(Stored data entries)
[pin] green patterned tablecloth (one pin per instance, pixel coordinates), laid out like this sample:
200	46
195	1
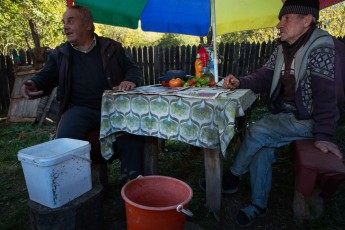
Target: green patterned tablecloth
207	123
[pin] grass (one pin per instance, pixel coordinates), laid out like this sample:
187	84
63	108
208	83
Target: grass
177	160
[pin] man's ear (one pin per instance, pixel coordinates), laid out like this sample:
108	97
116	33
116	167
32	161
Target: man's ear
308	19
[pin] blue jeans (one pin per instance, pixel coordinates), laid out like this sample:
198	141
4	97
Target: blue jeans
257	152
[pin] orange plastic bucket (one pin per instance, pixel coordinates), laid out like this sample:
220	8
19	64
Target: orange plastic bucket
156	202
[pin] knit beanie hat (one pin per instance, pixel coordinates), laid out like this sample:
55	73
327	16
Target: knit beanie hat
300	7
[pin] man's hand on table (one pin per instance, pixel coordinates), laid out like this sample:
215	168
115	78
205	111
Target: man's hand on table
329	147
125	85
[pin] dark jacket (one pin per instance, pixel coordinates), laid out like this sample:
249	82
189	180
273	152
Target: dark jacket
56	72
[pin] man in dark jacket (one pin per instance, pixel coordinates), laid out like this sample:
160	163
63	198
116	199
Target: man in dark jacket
83	68
304	80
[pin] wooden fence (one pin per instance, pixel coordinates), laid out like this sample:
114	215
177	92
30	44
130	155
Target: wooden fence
236	58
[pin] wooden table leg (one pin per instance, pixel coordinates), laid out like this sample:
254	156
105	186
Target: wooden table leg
150	155
213	171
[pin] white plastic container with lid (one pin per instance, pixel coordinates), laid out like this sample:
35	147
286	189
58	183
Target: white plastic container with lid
57	171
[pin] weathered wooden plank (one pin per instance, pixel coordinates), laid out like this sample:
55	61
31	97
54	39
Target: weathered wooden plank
246	54
145	66
21	109
171	58
183	58
166	59
156	58
192	58
221	60
235	62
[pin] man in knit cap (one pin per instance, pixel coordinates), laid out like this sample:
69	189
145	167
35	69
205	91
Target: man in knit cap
304	81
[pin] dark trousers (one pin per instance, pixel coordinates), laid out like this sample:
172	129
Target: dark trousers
77	121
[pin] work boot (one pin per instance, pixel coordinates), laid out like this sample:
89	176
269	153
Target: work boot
230	183
246	216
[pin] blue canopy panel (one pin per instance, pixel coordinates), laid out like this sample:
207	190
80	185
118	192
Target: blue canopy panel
177	16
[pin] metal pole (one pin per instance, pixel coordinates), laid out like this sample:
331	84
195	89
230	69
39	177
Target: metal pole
214	38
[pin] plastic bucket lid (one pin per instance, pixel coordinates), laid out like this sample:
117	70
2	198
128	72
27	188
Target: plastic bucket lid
53	152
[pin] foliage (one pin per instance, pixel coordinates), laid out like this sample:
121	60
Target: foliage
47	14
331	19
14	196
14	23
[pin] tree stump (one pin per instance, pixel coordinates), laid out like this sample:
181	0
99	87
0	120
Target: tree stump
84	212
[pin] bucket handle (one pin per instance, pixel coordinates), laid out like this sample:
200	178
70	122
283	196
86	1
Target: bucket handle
180	208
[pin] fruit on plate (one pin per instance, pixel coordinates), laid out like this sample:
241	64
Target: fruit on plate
175	82
199	82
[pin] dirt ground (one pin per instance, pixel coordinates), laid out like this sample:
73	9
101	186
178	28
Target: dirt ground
280	214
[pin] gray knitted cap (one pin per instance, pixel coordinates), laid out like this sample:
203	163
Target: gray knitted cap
304	7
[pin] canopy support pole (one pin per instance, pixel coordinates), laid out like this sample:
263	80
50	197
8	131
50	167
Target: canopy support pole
215	53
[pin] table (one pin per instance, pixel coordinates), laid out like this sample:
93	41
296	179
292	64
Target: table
204	122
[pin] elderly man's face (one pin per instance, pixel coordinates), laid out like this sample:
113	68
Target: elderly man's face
292	26
75	29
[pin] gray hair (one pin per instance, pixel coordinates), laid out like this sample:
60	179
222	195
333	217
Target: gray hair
85	14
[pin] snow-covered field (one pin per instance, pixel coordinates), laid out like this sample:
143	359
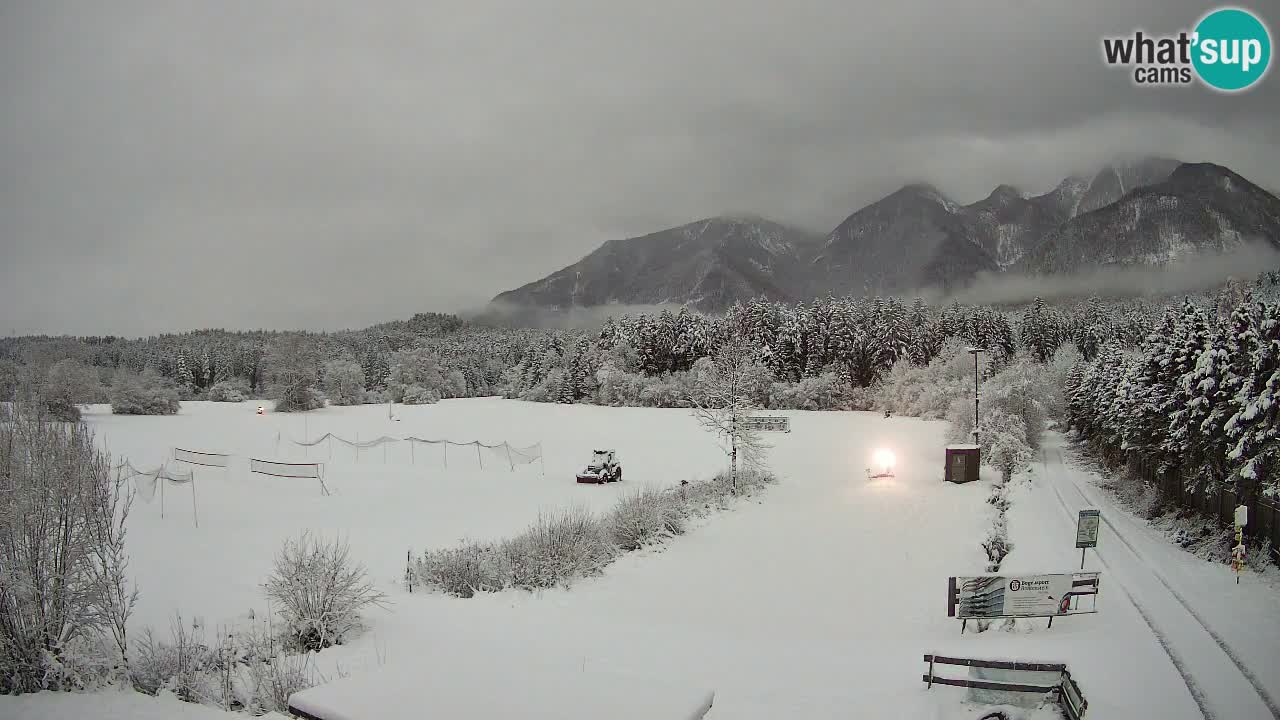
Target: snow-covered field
816	600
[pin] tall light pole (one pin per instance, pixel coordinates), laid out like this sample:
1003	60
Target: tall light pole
974	351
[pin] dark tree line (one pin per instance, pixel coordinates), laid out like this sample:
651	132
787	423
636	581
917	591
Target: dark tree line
1198	396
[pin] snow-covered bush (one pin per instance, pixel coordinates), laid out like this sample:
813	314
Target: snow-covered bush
64	598
343	382
666	391
69	383
320	591
421	369
181	666
1004	442
996	545
229	391
245	670
929	391
645	516
9	377
1020	390
376	397
145	393
558	548
822	392
562	547
461	570
419	395
292	365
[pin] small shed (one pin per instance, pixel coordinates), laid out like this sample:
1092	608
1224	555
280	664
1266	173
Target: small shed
963	461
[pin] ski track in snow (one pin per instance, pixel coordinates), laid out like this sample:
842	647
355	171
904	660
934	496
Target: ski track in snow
1169	619
1161	637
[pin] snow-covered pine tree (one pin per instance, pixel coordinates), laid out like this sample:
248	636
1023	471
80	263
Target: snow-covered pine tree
1192	336
1256	427
183	376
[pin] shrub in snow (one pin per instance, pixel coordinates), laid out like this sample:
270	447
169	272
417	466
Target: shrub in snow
9	378
461	570
421	369
320	591
1004	442
376	397
243	670
144	395
64	598
928	391
67	384
822	392
229	391
419	395
273	679
343	382
666	391
179	666
558	548
997	545
645	516
568	545
292	367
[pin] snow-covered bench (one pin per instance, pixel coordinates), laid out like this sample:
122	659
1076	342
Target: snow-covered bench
474	691
1002	678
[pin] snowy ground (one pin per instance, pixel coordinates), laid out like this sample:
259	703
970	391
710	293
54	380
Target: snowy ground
817	600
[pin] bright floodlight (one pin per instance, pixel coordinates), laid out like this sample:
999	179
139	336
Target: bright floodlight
883	459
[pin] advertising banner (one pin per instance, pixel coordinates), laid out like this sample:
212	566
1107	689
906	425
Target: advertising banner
1020	596
780	424
1087	528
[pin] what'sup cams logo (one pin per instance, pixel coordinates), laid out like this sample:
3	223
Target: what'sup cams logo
1229	50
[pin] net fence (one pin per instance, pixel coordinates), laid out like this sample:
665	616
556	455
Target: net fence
197	458
284	469
146	481
497	454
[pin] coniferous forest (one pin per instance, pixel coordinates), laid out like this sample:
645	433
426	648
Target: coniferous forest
1187	384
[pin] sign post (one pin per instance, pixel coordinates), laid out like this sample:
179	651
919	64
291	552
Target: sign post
1087	531
1242	519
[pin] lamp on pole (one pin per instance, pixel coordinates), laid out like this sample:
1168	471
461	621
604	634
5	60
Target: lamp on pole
974	351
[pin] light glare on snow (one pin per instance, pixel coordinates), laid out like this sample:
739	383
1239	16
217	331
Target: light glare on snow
883	459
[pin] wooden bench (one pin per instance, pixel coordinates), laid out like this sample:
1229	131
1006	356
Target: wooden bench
1066	689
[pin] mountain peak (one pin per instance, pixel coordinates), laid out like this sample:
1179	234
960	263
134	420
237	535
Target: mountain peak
1005	194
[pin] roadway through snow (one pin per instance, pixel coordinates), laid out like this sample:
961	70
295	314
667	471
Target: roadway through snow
1223	684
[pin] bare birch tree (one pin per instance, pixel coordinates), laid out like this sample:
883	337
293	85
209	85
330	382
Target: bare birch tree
64	598
722	404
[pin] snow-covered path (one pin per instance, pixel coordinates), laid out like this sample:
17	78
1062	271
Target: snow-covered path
1223	639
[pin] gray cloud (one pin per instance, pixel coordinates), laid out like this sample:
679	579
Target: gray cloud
325	164
1192	274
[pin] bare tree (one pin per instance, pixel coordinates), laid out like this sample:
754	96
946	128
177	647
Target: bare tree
344	382
321	589
68	384
722	402
63	589
292	367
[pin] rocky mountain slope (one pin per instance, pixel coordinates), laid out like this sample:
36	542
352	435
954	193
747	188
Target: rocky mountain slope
1138	212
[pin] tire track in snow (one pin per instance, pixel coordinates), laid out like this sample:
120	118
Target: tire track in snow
1272	706
1161	637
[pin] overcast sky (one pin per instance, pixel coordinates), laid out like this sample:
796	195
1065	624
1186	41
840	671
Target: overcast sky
327	164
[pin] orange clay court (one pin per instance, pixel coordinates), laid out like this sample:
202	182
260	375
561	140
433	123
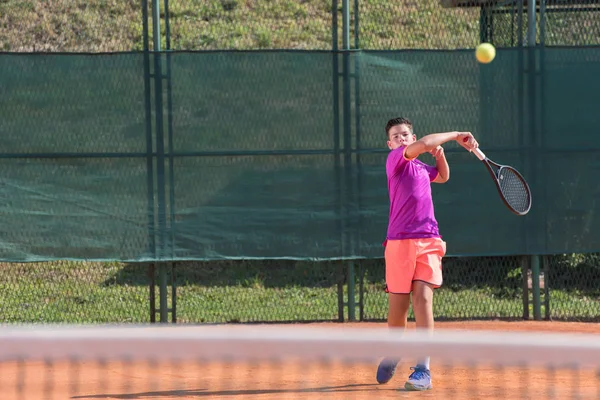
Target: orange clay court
136	380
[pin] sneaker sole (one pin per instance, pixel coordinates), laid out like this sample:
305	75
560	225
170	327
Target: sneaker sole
384	381
409	386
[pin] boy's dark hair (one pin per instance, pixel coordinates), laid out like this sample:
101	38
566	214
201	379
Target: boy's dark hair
397	121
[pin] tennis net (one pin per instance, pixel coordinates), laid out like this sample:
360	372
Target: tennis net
289	362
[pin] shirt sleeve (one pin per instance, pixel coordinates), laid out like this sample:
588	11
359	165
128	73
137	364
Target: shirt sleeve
395	160
432	171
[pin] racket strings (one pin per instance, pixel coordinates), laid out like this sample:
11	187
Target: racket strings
514	190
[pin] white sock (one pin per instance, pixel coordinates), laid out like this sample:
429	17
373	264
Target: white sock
423	363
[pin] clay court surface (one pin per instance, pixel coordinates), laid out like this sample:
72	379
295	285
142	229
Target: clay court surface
137	380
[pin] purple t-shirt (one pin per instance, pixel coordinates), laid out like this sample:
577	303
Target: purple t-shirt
411	206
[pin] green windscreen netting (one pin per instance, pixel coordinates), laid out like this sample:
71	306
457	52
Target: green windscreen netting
259	161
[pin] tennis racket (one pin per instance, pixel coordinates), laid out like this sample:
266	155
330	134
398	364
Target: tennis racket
512	187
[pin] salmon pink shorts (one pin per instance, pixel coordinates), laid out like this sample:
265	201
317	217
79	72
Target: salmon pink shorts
410	260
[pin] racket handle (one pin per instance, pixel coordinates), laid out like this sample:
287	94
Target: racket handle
479	154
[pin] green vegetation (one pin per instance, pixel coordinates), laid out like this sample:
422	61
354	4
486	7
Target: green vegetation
248	290
258	291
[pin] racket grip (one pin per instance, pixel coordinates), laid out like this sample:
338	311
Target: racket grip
479	154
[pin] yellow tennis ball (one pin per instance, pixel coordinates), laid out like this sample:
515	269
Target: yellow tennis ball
485	53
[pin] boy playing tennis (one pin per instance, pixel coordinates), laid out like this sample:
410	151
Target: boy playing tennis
414	247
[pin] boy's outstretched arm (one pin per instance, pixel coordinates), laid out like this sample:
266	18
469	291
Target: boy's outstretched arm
429	142
441	164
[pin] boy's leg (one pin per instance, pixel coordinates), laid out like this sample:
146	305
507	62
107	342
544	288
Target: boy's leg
428	276
398	310
420	378
397	317
422	298
399	270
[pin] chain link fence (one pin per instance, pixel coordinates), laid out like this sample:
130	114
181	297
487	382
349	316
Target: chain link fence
282	290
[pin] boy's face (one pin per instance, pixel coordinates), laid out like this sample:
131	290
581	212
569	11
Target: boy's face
400	135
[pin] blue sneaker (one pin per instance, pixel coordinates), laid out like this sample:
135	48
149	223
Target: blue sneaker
386	370
419	380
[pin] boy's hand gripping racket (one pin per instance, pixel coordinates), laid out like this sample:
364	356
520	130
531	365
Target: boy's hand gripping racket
514	190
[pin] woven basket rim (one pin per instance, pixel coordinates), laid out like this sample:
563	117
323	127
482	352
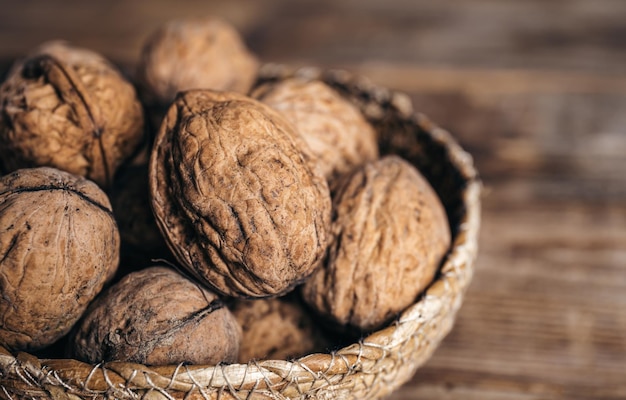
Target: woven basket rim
319	375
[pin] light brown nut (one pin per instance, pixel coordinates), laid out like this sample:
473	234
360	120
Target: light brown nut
156	316
71	109
390	233
59	244
236	195
276	329
334	128
202	53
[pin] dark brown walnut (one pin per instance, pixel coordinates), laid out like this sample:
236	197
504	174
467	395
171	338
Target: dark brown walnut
390	233
141	238
334	128
59	245
237	195
157	316
202	53
276	329
68	108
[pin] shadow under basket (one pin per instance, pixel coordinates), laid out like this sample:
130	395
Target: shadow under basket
369	369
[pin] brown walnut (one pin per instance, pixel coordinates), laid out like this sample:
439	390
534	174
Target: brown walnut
59	244
390	233
71	109
194	54
237	196
156	316
276	329
335	130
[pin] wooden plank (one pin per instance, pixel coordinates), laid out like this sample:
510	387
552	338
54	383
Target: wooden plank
535	90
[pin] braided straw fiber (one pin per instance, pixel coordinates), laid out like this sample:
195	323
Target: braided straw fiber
372	368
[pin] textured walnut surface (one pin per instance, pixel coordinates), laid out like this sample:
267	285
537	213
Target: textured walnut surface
390	233
335	130
239	201
68	108
58	245
157	316
194	54
276	329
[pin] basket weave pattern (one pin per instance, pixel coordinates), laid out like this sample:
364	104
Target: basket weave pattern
371	368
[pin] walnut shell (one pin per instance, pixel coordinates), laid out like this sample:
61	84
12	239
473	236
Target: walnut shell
335	130
194	54
157	316
68	108
276	329
390	233
236	195
59	244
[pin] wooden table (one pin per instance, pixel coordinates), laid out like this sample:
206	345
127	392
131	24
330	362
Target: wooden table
535	90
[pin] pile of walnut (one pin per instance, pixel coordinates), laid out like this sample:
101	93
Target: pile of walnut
238	222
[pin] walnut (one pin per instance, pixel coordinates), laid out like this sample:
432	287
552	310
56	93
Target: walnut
390	233
68	108
156	316
335	130
59	244
276	329
237	196
194	54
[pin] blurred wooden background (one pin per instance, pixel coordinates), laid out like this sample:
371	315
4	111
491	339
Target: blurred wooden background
535	90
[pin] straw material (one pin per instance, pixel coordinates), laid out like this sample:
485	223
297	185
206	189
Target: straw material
370	369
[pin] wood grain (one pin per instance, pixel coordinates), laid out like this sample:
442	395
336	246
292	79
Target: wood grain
535	90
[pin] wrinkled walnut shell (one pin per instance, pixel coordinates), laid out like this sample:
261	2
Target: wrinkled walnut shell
390	233
236	195
68	108
59	244
156	316
335	130
194	54
276	329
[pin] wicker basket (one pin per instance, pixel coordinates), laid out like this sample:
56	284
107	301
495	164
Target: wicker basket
372	368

# [Task details]
Could you quote, exactly as they appear, the line containing "[pin] straw material" and every line after it to the end of the records above?

# [Exercise answer]
[pin] straw material (one pin per instance, pixel coordinates), laid out like this sample:
485	223
297	185
206	189
Target: straw material
370	369
[pin] wood grain (one pin per instance, pixel coordinates), laid out like this sample:
442	395
336	246
292	79
Target: wood grain
535	90
[pin] wrinkled walnut shell (one pin per instance, pixel coordinates), laid out like this sample:
261	2
Target: wrinkled walnut shell
390	233
236	195
68	108
59	244
156	316
335	130
194	54
276	329
[pin] wicker basket (one pin per instance, pixel coordinates), laid out like this sample:
56	284
107	301
495	164
Target: wicker basket
372	368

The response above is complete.